DIRECTIONS :: Rewrite the data below from the line containing "of the basket" down to the end of the data, changing "basket weave pattern" to "woven basket texture" and leaving everything else unchanged.
******
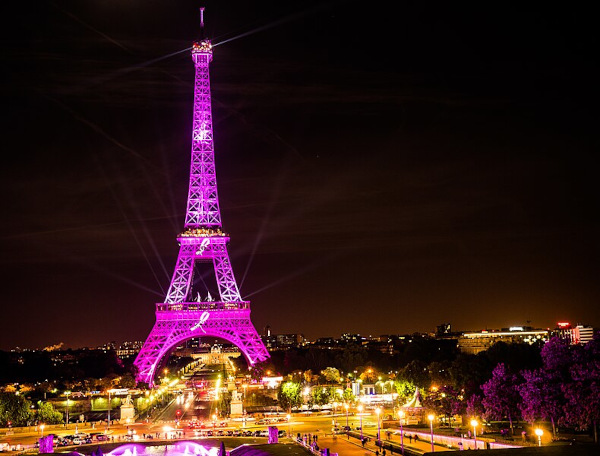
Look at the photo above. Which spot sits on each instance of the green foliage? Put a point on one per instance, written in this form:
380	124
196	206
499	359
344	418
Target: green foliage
334	394
348	396
331	375
405	389
47	414
289	395
14	409
319	395
224	405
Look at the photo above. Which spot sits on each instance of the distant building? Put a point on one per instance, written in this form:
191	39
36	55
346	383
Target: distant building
475	342
129	349
579	334
326	342
352	339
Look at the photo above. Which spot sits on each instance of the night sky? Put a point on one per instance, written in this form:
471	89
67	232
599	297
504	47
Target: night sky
381	170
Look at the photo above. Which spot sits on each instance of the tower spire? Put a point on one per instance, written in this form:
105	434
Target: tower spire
201	22
180	316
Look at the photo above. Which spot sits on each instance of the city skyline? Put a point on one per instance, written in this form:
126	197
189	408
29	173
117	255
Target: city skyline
380	170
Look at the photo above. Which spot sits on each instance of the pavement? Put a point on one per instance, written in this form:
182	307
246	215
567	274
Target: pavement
345	445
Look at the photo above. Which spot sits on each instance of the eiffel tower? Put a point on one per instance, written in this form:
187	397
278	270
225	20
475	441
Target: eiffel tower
181	317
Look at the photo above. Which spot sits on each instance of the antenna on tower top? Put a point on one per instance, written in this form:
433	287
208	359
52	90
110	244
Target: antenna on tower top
202	22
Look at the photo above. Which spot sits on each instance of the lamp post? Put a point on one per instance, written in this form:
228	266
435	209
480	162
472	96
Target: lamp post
67	393
474	423
401	415
360	415
539	432
431	417
346	407
108	416
377	412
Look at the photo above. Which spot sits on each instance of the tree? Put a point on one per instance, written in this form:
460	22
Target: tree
348	396
289	395
501	396
127	381
542	397
542	390
331	375
445	401
475	406
47	414
319	395
416	372
224	404
405	390
369	375
14	409
583	392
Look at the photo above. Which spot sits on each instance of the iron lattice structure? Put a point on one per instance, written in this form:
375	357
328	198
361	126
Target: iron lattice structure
180	317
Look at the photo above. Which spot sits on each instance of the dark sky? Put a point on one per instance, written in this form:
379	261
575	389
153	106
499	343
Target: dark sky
381	169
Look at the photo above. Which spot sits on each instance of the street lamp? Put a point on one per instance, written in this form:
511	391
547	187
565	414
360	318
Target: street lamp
360	415
346	407
377	412
430	417
474	423
109	407
539	432
401	415
67	393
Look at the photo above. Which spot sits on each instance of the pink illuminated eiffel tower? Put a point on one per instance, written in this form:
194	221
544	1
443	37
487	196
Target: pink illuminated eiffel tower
180	317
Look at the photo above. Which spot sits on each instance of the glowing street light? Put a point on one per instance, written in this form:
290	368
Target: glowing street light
539	432
377	412
346	407
401	415
360	415
430	417
474	423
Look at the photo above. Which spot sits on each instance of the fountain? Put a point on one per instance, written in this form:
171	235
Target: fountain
180	448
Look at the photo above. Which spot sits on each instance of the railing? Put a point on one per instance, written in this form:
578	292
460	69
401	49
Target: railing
195	306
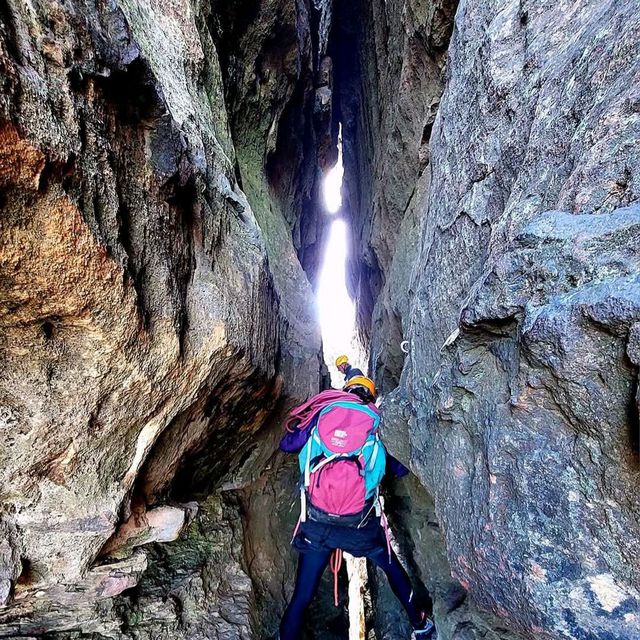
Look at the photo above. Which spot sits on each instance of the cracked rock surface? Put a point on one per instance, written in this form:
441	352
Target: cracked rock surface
154	314
513	273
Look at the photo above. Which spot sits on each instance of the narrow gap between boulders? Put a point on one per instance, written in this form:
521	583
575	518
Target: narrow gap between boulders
336	312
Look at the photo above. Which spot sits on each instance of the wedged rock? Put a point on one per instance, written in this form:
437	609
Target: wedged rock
162	524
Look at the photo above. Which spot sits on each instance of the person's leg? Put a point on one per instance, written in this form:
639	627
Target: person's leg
310	569
401	586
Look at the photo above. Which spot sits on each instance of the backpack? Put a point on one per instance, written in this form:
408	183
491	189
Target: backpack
343	460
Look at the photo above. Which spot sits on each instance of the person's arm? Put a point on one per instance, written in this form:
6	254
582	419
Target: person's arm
293	441
395	467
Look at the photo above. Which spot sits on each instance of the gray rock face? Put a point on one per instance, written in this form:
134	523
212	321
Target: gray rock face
514	277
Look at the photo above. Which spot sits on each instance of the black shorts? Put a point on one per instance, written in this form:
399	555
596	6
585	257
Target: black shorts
314	536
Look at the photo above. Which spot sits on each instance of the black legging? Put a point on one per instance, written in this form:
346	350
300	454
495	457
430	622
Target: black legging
311	566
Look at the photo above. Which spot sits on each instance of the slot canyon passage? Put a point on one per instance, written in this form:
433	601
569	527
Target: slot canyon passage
162	230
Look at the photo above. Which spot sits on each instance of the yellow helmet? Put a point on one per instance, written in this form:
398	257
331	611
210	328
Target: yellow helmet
341	360
361	381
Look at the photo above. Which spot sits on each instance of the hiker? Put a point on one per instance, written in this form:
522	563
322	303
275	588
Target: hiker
342	461
342	362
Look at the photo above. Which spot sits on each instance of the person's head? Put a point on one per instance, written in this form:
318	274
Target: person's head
362	387
342	362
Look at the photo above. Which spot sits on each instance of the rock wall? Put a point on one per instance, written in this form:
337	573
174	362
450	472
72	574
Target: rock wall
510	266
155	315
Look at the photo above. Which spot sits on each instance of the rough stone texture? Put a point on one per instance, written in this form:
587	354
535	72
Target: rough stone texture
419	540
149	327
517	403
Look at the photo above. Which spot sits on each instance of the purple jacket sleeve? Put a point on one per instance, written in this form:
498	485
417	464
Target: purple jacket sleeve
396	467
293	441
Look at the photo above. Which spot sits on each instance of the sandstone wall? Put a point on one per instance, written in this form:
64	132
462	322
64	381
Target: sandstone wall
154	314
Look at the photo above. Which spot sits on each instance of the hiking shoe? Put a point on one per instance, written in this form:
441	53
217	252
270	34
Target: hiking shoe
426	631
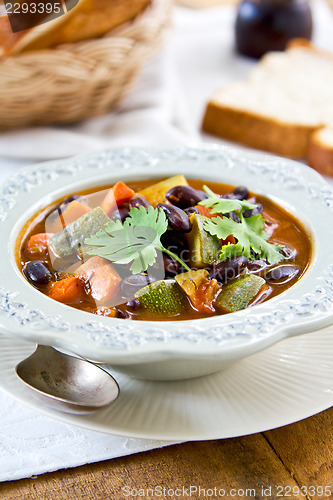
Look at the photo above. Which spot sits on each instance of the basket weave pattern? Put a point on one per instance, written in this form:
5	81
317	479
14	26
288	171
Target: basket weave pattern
******
FULL RESPONSE ::
Look at the photo above. Which spot sits on each instance of the woven basket texture? Put a point on one per instance, written in this form:
5	81
317	479
14	26
288	171
Target: woven basket texture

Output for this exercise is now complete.